REQUIREMENT:
Copy each of the records below word for word, leaving every line unchanged.

INPUT:
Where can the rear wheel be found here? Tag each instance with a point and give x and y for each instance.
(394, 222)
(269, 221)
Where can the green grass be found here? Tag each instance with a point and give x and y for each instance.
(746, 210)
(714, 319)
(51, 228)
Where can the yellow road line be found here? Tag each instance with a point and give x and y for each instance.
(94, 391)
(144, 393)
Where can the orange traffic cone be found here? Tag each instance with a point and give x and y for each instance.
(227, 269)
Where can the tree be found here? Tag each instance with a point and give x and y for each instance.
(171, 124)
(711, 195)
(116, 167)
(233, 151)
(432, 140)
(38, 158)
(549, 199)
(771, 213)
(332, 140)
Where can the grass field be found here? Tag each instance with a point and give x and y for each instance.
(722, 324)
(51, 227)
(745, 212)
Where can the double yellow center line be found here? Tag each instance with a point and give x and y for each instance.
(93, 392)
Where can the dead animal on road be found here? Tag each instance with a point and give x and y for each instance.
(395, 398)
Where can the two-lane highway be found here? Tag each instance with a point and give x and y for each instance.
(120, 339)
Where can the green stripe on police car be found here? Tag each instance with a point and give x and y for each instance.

TASK ANSWER:
Where can the rear wheel be found here? Tag each instance with a point and give x and y for each instance.
(394, 222)
(269, 221)
Where can the green grass be found here? Tag each instance with a point and give x and y for each instance.
(746, 210)
(714, 319)
(51, 228)
Where can the yellow road line be found here? Tag each instance with a point and give x and y for each instance.
(94, 391)
(144, 393)
Where can the orange traffic cone be found here? Tag each instance with a point and give x and y for each instance.
(227, 269)
Where can the tree be found here? Tag each instance with a point and give x and y for each instance.
(171, 124)
(711, 195)
(116, 167)
(233, 151)
(432, 140)
(38, 158)
(549, 199)
(771, 213)
(332, 140)
Where can the grass field be found here? Tag each instance with a point and give x and y for each instance.
(722, 324)
(51, 227)
(745, 212)
Where can the double yellow center line be found here? Tag each instance with a point and give x and y for each instance.
(93, 392)
Where can the dead animal on road be found here? Tag each instance with a point and give x and y for each instance.
(395, 398)
Where can the two-lane highway be found here? Tag each instance with a point and give x and y for each instance.
(120, 339)
Where can the green stripe on police car be found here? Tag each instance with a point and give x and y for each instance.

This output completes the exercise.